▶ _TEKS_
%%
Ayat ini merupakan gambaran tentang kondisi sempit dan sulit yang disingkirkan oleh syariat Islam dengan kelonggaran dan kemudahan.
  • Hadits tentang sahabat Abbas RA yang menjadi Siqayah
  • Hadits tentang ri’a’ al-ibil
  • Hadits tentang orang yang menjaga harta bendanya
Kebolehan tidak bermabit di Mina pada tiga ‘golongan’ di atas dipersamakan oleh banyak ulama dengan mereka yang memiliki urusan yang dikhawatirkan luput atau tertanggu. Atau orang sakit yang membutuhkan perawatan, atau orang yang mengalami kondisi darurat atau beban kesulitan yang jelas. Dalam hal rukhshah untuk tidak mabit di Mina, orang yang kondisinya sama dengan mereka, bahkan lebih, adalah orang yang tidak mendapatkan tempat yang pantas untuk mabit. Begitu juga dengan orang yang keluar untuk thawaf di Baitullah, lalu ia tertahan oleh konsentrasi massa sehingga tertinggal bermalam di Mina. Mabit di luar Mina itu disebabkan oleh faktor eksternal, bukan merupakan perbuatan atau keinginannya sendiri, dan ia tidak sanggup menghilangkan factor tersebut. Dan mereka yang mabit di luar Mina karena factor-faktor tersebut bisa dikategorikan sebagai orang yang uzur sehingga tidak diwajibkan membayar dam atas itu.[13]

Jika tetap dipaksakan untuk bermabit di Mina sesuai dengan batasan yang telah disebutkan tadi maka hal ini dapat membahayakan jamaah. Dan ini tentu saja membahayakan jamaah malah bertentangan dengan prinsip hukum Islam laa dharaar wa laa dhiraar (tidak ada perbuatan memudharatkan dan membalas perbuatan memudharatkan). Dan Firman Allah Q.S. Al-Maidah: 6 “Allah tidak ingin memberikan kesulitan kepadamu.”

Dan konsekuensi logis dari mabit di luar Mina yaitu para jamaah haji tersebut mengambil nafar awal dikarenakan lokasi pemondokan yang sangat jauh dari Jamarot (tempat pelontaran). Jamaah yang berada di Mina Jadid harus berjalan kaki sejauh 7 kilometer. Dengan demikian, sekitar 70 persen jamaah haji Indonesia melakukan nafar awal dan sisanya mengambil nafar tsani.

Sebagian ulama yang melarang diadakannya mabit di luar Mina adalah karena menurutnya tempat-tempat haji dan waktunya telah ditetapkan oleh syariat, di sana tidak (ada) tempat untuk melakukan ijtihad. Rasulullah SAW saat melakukan haji bersabda, ‘Hendaklah kalian mengambil manasik (haji) kalian dariku, boleh jadi aku tidak bertemu dengan kalian setelah tahun ini’ oleh karena itu Beliau Nabi SAW telah men jelaskan waktu-waktu dan tempat-tempat (pelaksanaan ibadah haji).
%%
▶ _TUGAS LATIHAN_
Sebutkan semua hadits yang tercantum dalam daftar berpoin pada teks tentang mabit di Mina.

▶ _CATATAN_
%%
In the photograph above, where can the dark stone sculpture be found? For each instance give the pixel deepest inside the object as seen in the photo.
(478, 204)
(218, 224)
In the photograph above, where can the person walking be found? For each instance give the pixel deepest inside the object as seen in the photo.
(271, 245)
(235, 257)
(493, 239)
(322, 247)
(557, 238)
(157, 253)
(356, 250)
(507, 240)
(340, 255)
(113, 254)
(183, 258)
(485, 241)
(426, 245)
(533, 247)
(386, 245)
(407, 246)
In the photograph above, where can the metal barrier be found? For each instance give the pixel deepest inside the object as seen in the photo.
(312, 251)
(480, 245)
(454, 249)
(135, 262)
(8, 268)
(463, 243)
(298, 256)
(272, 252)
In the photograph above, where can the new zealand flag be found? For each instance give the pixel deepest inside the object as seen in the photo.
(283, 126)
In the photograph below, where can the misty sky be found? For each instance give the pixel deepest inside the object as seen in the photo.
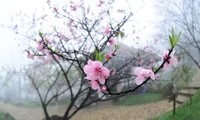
(12, 51)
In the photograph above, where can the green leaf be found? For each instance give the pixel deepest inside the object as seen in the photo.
(101, 57)
(171, 41)
(80, 59)
(54, 28)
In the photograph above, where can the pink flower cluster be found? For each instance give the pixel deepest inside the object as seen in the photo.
(170, 61)
(96, 74)
(143, 74)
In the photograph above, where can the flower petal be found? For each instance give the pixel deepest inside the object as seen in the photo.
(139, 80)
(138, 70)
(173, 61)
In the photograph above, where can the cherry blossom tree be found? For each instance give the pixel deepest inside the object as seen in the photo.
(84, 36)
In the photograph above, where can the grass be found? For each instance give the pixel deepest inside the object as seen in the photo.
(187, 111)
(140, 99)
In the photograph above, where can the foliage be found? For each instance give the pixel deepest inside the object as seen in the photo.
(186, 112)
(140, 99)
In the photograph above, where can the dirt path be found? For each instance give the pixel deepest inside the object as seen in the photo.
(138, 112)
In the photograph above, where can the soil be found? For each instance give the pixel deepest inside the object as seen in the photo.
(137, 112)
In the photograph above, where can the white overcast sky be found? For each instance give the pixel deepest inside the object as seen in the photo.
(12, 54)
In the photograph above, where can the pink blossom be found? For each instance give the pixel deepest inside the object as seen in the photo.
(107, 31)
(152, 60)
(104, 88)
(31, 56)
(111, 41)
(120, 10)
(45, 61)
(95, 71)
(56, 9)
(143, 74)
(101, 2)
(155, 41)
(56, 57)
(70, 22)
(88, 10)
(141, 61)
(109, 55)
(170, 61)
(113, 72)
(47, 52)
(62, 36)
(39, 46)
(73, 7)
(99, 5)
(95, 85)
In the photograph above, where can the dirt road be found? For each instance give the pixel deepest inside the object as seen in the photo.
(137, 112)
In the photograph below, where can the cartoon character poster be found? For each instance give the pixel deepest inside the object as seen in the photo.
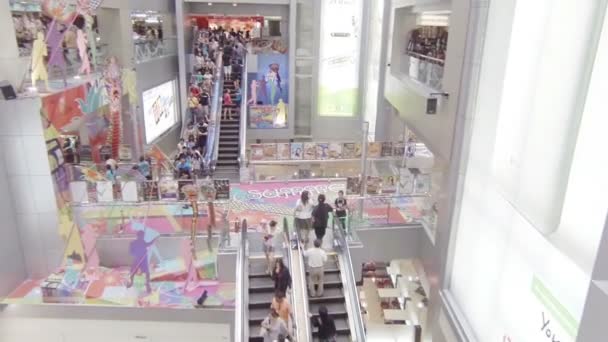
(269, 92)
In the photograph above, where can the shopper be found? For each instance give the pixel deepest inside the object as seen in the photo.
(325, 325)
(273, 326)
(316, 258)
(281, 276)
(227, 106)
(320, 216)
(282, 307)
(341, 208)
(270, 233)
(144, 168)
(303, 214)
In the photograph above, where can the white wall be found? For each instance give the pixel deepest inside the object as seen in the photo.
(59, 323)
(30, 186)
(500, 256)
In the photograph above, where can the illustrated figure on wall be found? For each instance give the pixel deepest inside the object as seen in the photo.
(139, 251)
(280, 114)
(273, 83)
(54, 40)
(254, 93)
(191, 274)
(150, 235)
(39, 51)
(81, 43)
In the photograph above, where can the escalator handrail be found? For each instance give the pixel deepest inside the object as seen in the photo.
(213, 132)
(351, 284)
(243, 117)
(303, 286)
(241, 326)
(289, 261)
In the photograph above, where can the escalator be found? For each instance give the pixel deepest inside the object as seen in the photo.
(340, 295)
(333, 299)
(261, 291)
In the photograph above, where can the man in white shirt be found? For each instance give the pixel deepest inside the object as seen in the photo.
(316, 260)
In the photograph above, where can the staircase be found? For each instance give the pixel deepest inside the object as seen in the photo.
(228, 148)
(261, 291)
(333, 300)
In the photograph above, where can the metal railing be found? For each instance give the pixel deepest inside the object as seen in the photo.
(243, 118)
(241, 325)
(351, 293)
(213, 133)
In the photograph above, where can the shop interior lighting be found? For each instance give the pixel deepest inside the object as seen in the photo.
(439, 18)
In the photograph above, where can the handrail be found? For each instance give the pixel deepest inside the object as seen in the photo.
(241, 324)
(304, 287)
(213, 133)
(243, 118)
(350, 285)
(289, 261)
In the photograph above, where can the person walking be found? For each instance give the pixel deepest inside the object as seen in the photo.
(227, 105)
(341, 208)
(303, 214)
(320, 216)
(325, 325)
(270, 232)
(273, 326)
(316, 258)
(281, 276)
(283, 308)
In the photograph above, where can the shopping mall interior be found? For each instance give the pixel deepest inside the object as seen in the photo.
(271, 170)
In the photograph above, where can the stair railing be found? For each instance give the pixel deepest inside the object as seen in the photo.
(351, 293)
(213, 132)
(243, 119)
(241, 312)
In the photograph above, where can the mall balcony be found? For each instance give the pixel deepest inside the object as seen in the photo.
(456, 142)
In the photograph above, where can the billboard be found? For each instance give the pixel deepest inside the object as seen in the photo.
(339, 57)
(160, 110)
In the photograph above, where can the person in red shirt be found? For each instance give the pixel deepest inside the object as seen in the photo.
(227, 106)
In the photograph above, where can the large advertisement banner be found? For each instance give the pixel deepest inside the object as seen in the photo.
(269, 92)
(339, 57)
(160, 110)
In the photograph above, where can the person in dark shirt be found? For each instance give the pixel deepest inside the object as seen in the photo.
(320, 216)
(341, 206)
(326, 325)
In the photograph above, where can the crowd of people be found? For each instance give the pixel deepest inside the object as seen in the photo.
(209, 44)
(277, 326)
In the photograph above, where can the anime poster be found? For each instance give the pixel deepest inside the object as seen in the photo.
(406, 182)
(323, 151)
(374, 185)
(168, 189)
(310, 151)
(257, 152)
(283, 151)
(335, 150)
(374, 149)
(267, 116)
(270, 151)
(389, 184)
(222, 189)
(398, 149)
(297, 151)
(353, 185)
(387, 149)
(358, 150)
(348, 150)
(269, 92)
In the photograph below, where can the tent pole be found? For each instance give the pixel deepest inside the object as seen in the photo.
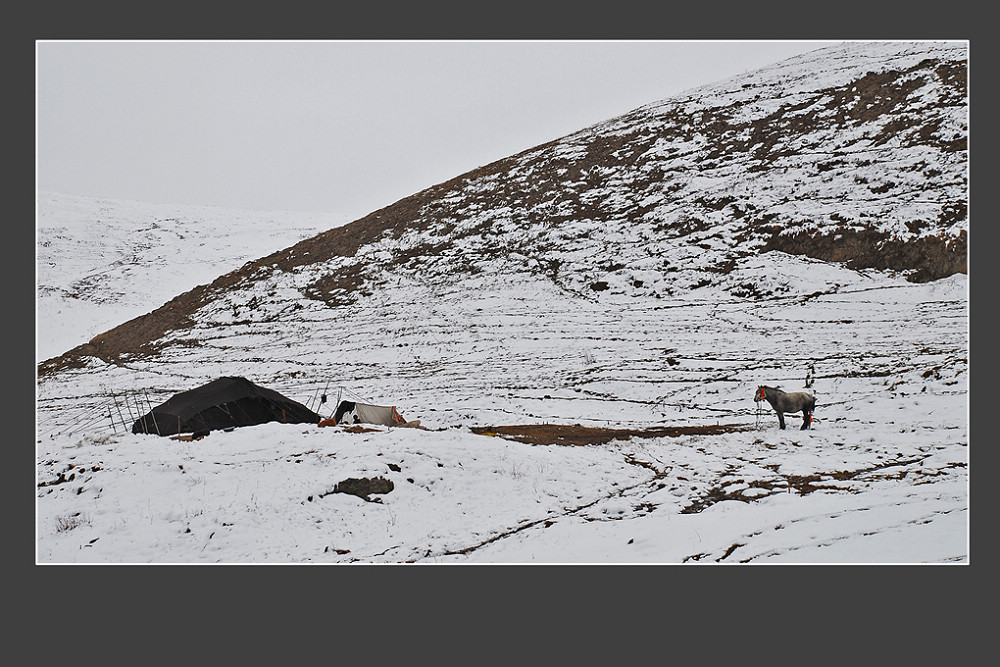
(115, 398)
(150, 405)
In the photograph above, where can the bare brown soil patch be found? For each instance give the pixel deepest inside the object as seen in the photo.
(563, 434)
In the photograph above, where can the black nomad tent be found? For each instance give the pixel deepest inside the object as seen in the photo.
(221, 404)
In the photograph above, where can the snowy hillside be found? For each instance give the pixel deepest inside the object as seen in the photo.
(628, 285)
(99, 261)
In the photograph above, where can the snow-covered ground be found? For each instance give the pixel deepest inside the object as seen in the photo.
(488, 334)
(882, 476)
(102, 262)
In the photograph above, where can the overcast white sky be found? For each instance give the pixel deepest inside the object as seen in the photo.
(346, 126)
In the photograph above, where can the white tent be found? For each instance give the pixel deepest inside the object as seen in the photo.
(351, 412)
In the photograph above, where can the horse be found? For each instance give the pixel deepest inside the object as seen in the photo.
(783, 402)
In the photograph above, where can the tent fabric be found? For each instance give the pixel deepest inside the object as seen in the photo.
(350, 412)
(226, 402)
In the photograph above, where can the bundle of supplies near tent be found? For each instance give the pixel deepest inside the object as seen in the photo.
(222, 404)
(352, 412)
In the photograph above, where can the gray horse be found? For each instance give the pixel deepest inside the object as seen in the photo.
(783, 402)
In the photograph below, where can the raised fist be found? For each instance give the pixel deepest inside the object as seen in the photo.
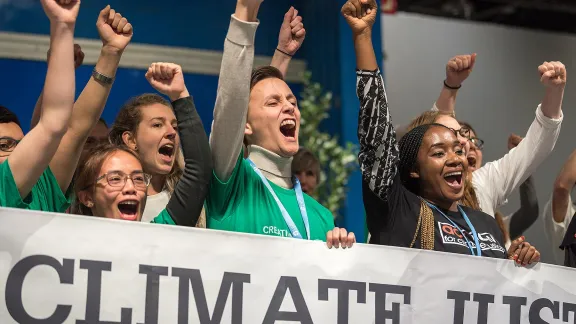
(360, 15)
(513, 141)
(115, 30)
(552, 74)
(168, 79)
(458, 69)
(61, 11)
(292, 32)
(78, 56)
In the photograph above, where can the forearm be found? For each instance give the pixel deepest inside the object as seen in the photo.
(37, 111)
(552, 102)
(446, 101)
(59, 86)
(365, 55)
(185, 205)
(528, 212)
(233, 96)
(87, 111)
(281, 61)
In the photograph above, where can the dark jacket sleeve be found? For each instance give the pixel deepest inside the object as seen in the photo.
(379, 154)
(187, 200)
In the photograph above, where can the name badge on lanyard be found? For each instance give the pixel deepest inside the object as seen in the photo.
(299, 197)
(472, 229)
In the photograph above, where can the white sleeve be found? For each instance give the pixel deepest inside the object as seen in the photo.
(555, 231)
(496, 180)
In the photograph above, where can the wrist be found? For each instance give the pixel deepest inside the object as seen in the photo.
(454, 86)
(179, 95)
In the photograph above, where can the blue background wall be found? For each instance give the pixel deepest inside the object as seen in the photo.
(328, 51)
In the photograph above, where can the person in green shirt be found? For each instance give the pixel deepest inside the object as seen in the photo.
(258, 194)
(111, 182)
(26, 180)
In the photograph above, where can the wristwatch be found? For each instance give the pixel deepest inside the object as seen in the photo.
(101, 77)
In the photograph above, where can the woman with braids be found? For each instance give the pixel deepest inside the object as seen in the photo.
(112, 181)
(412, 189)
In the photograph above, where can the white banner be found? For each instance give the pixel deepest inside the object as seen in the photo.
(72, 269)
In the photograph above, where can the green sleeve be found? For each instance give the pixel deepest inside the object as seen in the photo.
(224, 196)
(10, 196)
(163, 218)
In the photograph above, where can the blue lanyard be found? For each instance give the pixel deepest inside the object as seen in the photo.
%%
▶ _JAWABAN TERTULIS_
- Hadits tentang sahabat Abbas RA yang menjadi Siqayah
- Hadits tentang ri’a’ al-ibil
- Hadits tentang orang yang menjaga harta bendanya